Лаевский, справедливо уличая фон Корена в наклонности к деспотизму, замечает: «Деспоты всегда были иллюзионистами», при этом не сознает, что он тоже иллюзионист.
Чтобы оценить значение критики Чехова и оценить ее масштаб, надо вспомнить о «контексте», в котором состоялась его дуэль с эпохой. Ее духовную атмосферу определяла всеобщая, не имеющая границ вера в научную теорию. Здесь у Чехова рождается вопрос, которого не было в русской литературе. В русском романе все окружающие судят о главном герое в целом правильно и опираются на действительно присущие ему черты. Знаменитый вопрос, ставший отличительным, знаком его своеобразия: «Кто виноват?» — предполагает способность человека судить о ближнем безошибочно. Но в «Дуэли» оно ставится под сомнение. Дьякон, думая о вражде Лаевского и фон Корена, спрашивает о том, о чем не задумывались герои русского романа. «Какой мерою нужно измерять достоинство людей, чтобы судить о них справедливо?» Вопрос не получает ответа в произведении и приводит к пониманию, что мера эта нам неизвестна.
В самом популярном в русском обществе 60—70-х годов XIX в. романе «Что делать?», оставившем глубокий след в менталитете и истории страны, автор рекомендует свою теорию как абсолютно верную.
«Лопухов верил, что его теория дает безошибочные средства к анализу движений человеческого сердца». «И я, — пишет Чернышевский, — признаюсь, согласен с ним в этом: в те долгие годы, как считаю ее за истину, она ни разу не ввела меня в ошибку и ни разу не отказалась открыть мне правду, как глубоко не была затаена правда какого-нибудь человеческого дела».
Уже само провозглашение теории безошибочной есть безошибочный признак ее ненаучности, поскольку даже самые строгие научные теории признают за собой степень погрешности. Выдающийся математик XX в. А. Уайтхед считал, что «несомненность научных данных является иллюзией, ибо эти данные связаны с неисследованными ограничениями <...> Вот потому-то наши ожидания так часто не оправдываются»5. Даже в области точных наук человек не может избежать ошибок. Чернышевский же утверждает существование теории, которая не знает их в постижении скрытой внутренней жизни человека. Совершенно иррациональная, фантазийная мысль.

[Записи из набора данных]

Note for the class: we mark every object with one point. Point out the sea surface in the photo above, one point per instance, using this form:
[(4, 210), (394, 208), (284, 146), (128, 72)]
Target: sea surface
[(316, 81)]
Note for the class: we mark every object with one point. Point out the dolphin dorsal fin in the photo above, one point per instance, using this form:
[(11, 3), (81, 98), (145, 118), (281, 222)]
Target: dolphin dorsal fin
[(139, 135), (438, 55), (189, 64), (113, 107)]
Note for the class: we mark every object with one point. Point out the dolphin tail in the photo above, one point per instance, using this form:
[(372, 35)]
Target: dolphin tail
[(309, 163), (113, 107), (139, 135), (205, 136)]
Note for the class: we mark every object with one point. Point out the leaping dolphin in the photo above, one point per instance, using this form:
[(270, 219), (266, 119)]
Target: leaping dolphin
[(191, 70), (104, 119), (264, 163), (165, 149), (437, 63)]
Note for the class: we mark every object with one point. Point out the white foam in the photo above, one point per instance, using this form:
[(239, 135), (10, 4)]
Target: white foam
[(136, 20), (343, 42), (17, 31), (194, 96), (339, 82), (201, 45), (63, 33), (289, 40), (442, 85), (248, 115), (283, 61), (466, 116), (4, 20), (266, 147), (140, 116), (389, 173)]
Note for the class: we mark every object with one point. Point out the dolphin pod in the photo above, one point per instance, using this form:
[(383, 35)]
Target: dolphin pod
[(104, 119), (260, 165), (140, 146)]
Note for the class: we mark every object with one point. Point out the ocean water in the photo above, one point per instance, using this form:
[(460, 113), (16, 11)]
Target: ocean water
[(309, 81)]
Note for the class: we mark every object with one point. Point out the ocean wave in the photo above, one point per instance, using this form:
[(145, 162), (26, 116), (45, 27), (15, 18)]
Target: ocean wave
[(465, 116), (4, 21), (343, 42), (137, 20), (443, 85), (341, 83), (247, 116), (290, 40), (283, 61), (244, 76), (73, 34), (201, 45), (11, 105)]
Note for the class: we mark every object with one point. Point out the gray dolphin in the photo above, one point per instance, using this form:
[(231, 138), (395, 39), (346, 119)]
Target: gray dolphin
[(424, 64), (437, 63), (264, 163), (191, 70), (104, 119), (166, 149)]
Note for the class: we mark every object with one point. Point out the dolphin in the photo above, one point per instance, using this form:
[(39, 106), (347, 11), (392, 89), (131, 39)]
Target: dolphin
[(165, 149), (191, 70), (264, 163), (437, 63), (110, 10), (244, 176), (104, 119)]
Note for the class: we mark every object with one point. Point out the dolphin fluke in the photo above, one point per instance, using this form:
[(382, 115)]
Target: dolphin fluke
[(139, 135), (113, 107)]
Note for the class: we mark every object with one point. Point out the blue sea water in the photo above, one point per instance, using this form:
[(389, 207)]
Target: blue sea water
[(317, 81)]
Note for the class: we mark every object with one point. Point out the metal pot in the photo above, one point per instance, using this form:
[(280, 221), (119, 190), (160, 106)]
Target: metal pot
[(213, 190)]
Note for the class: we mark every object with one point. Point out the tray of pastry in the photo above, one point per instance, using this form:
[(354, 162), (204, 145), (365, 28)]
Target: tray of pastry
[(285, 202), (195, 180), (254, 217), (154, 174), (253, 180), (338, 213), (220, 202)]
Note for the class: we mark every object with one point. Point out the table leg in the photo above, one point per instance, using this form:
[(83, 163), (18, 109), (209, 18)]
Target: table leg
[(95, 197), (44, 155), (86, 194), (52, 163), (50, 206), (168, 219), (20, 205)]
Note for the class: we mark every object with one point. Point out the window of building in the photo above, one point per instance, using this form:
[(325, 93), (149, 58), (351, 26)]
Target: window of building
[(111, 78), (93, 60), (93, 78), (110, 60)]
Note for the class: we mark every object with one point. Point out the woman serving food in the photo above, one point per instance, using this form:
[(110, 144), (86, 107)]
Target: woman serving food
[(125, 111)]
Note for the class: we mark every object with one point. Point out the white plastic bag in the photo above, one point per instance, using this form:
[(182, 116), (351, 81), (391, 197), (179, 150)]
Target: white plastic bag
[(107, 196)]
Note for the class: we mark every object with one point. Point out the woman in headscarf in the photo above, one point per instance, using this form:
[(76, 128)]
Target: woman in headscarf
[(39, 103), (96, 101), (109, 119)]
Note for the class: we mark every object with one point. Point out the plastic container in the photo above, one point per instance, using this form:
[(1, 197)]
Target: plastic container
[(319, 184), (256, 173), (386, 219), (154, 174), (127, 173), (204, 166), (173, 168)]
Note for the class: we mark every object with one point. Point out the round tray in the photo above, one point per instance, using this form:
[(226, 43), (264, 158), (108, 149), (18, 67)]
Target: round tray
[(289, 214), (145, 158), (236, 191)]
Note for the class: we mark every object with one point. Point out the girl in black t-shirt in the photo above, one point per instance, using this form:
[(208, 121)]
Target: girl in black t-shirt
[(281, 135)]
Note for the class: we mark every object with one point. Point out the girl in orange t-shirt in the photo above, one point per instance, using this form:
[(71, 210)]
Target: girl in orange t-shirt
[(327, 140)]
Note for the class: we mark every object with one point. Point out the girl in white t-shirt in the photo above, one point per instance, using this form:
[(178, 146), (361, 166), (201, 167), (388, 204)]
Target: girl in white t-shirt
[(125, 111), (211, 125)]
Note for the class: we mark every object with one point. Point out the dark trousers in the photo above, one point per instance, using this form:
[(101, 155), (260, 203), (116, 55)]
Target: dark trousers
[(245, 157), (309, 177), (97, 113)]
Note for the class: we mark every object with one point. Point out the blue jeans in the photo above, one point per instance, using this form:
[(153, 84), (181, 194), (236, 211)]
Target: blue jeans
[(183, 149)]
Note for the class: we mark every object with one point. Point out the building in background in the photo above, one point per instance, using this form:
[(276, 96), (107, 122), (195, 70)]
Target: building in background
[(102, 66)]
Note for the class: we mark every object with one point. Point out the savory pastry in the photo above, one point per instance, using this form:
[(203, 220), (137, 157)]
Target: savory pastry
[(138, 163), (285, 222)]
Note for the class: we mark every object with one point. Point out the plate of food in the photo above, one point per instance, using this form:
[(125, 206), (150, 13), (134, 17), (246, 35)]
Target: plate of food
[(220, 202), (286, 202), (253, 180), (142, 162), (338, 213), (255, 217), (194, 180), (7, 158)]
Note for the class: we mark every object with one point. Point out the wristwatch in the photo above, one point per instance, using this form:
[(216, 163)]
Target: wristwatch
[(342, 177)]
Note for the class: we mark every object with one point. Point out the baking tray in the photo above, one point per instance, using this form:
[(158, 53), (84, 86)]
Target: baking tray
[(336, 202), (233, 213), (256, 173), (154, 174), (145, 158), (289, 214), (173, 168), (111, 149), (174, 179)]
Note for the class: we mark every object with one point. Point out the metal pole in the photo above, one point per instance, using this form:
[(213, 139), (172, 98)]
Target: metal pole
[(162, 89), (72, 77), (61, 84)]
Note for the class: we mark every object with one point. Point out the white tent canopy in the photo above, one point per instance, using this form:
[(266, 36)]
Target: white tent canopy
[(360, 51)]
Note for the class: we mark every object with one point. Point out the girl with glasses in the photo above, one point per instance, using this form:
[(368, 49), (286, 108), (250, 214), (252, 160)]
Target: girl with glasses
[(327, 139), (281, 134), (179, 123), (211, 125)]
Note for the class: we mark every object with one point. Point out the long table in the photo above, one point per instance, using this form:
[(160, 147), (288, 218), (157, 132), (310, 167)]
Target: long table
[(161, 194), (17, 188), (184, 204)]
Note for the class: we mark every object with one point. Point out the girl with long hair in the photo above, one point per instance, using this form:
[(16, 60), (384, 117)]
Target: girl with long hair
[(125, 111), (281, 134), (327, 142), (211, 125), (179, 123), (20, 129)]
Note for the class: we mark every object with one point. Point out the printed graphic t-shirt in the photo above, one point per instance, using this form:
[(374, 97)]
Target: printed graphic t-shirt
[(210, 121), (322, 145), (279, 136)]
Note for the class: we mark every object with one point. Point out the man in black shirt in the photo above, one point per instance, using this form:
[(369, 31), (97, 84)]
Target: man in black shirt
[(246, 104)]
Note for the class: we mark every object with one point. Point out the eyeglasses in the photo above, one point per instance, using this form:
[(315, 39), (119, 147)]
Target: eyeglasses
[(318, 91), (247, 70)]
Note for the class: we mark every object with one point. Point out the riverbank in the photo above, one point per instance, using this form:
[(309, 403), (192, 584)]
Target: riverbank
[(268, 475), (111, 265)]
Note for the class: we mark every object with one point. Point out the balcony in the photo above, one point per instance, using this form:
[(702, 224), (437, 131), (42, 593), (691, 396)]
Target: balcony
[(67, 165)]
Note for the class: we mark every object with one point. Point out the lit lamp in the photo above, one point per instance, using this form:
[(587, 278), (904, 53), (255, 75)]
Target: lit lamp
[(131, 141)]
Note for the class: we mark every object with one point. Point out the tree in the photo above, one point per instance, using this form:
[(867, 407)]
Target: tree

Задания.
(a) Перепишите дословно фрагмент текста о «Дуэли» Чехова, начиная со слов «Чтобы оценить значение» и заканчивая словами «эта нам неизвестна.».
(b) Оформите строки записей от первой до строки с «[(309, 81)]» включительно как таблицу Markdown со столбцами «№» и «Строка». Пустые строки в таблицу не включайте.

Разобранные решения.
(a)
Чтобы оценить значение критики Чехова и оценить ее масштаб, надо вспомнить о «контексте», в котором состоялась его дуэль с эпохой. Ее духовную атмосферу определяла всеобщая, не имеющая границ вера в научную теорию. Здесь у Чехова рождается вопрос, которого не было в русской литературе. В русском романе все окружающие судят о главном герое в целом правильно и опираются на действительно присущие ему черты. Знаменитый вопрос, ставший отличительным, знаком его своеобразия: «Кто виноват?» — предполагает способность человека судить о ближнем безошибочно. Но в «Дуэли» оно ставится под сомнение. Дьякон, думая о вражде Лаевского и фон Корена, спрашивает о том, о чем не задумывались герои русского романа. «Какой мерою нужно измерять достоинство людей, чтобы судить о них справедливо?» Вопрос не получает ответа в произведении и приводит к пониманию, что мера эта нам неизвестна.

(b)
| № | Строка |
|---|---|
| 1 | Note for the class: we mark every object with one point. Point out the sea surface in the photo above, one point per instance, using this form: |
| 2 | [(4, 210), (394, 208), (284, 146), (128, 72)] |
| 3 | Target: sea surface |
| 4 | [(316, 81)] |
| 5 | Note for the class: we mark every object with one point. Point out the dolphin dorsal fin in the photo above, one point per instance, using this form: |
| 6 | [(11, 3), (81, 98), (145, 118), (281, 222)] |
| 7 | Target: dolphin dorsal fin |
| 8 | [(139, 135), (438, 55), (189, 64), (113, 107)] |
| 9 | Note for the class: we mark every object with one point. Point out the dolphin tail in the photo above, one point per instance, using this form: |
| 10 | [(372, 35)] |
| 11 | Target: dolphin tail |
| 12 | [(309, 163), (113, 107), (139, 135), (205, 136)] |
| 13 | Note for the class: we mark every object with one point. Point out the leaping dolphin in the photo above, one point per instance, using this form: |
| 14 | [(270, 219), (266, 119)] |
| 15 | Target: leaping dolphin |
| 16 | [(191, 70), (104, 119), (264, 163), (165, 149), (437, 63)] |
| 17 | Note for the class: we mark every object with one point. Point out the white foam in the photo above, one point per instance, using this form: |
| 18 | [(239, 135), (10, 4)] |
| 19 | Target: white foam |
| 20 | [(136, 20), (343, 42), (17, 31), (194, 96), (339, 82), (201, 45), (63, 33), (289, 40), (442, 85), (248, 115), (283, 61), (466, 116), (4, 20), (266, 147), (140, 116), (389, 173)] |
| 21 | Note for the class: we mark every object with one point. Point out the dolphin pod in the photo above, one point per instance, using this form: |
| 22 | [(383, 35)] |
| 23 | Target: dolphin pod |
| 24 | [(104, 119), (260, 165), (140, 146)] |
| 25 | Note for the class: we mark every object with one point. Point out the ocean water in the photo above, one point per instance, using this form: |
| 26 | [(460, 113), (16, 11)] |
| 27 | Target: ocean water |
| 28 | [(309, 81)] |